◆ What to do
[1] Print everything in the notary guidance from "These notes are" down to "document is genuine.", unchanged.
[2] In the notary guidance, condense the paragraph beginning "However, some countries still require" into a shorter version that keeps its main facts.

◆ Source extract
These notes are intended to help you understand the work that the Notary Public has to do. I hope that they may save time and expense, both for you and me. They are not exhaustive, and not every point covered will apply in every case.
2. Apostille and Legalisation
An Apostille is a certificate given by the UK Government through the Foreign and Commonwealth Office that confirms the signature or seal of the Notary Public on the document is genuine.
The Apostille is accepted in an increasing number of countries without further formality.
However, some countries still require notarial documents to be legalised, which, in addition to the Apostille, means that the document must be presented to the Consulate, or other diplomatic representation of the country where the document is to be used, for a further certificate to be endorsed.
I will be happy to deal with both the Apostille and Legalisation procedure for you
Your signature should normally be witnessed by the Notary. Please do not jump the gun by signing the document in advance of your appointment with me.
4. Papers to Be Sent to Me in Advance
It can save time, expense, and mistakes if, as long before the appointment as possible, you can let me have the originals or photocopies of:
- The documents to be notarised;
- Any letter or other form of instruction which you have received about what has to be done with the documents;
- Your evidence of identification.

◆ Raw data
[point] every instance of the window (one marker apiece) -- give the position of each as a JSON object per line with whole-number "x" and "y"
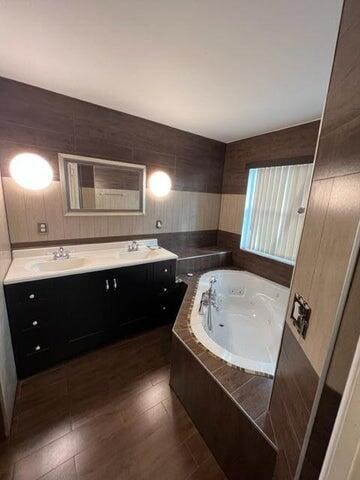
{"x": 275, "y": 202}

◆ Solution list
[1]
These notes are intended to help you understand the work that the Notary Public has to do. I hope that they may save time and expense, both for you and me. They are not exhaustive, and not every point covered will apply in every case.
2. Apostille and Legalisation
An Apostille is a certificate given by the UK Government through the Foreign and Commonwealth Office that confirms the signature or seal of the Notary Public on the document is genuine.

[2] Some countries still require notarial documents to be legalized. Beyond the Apostille, the document must be presented to the Consulate or other diplomatic representation of the country where it will be used, so that a further certificate can be endorsed.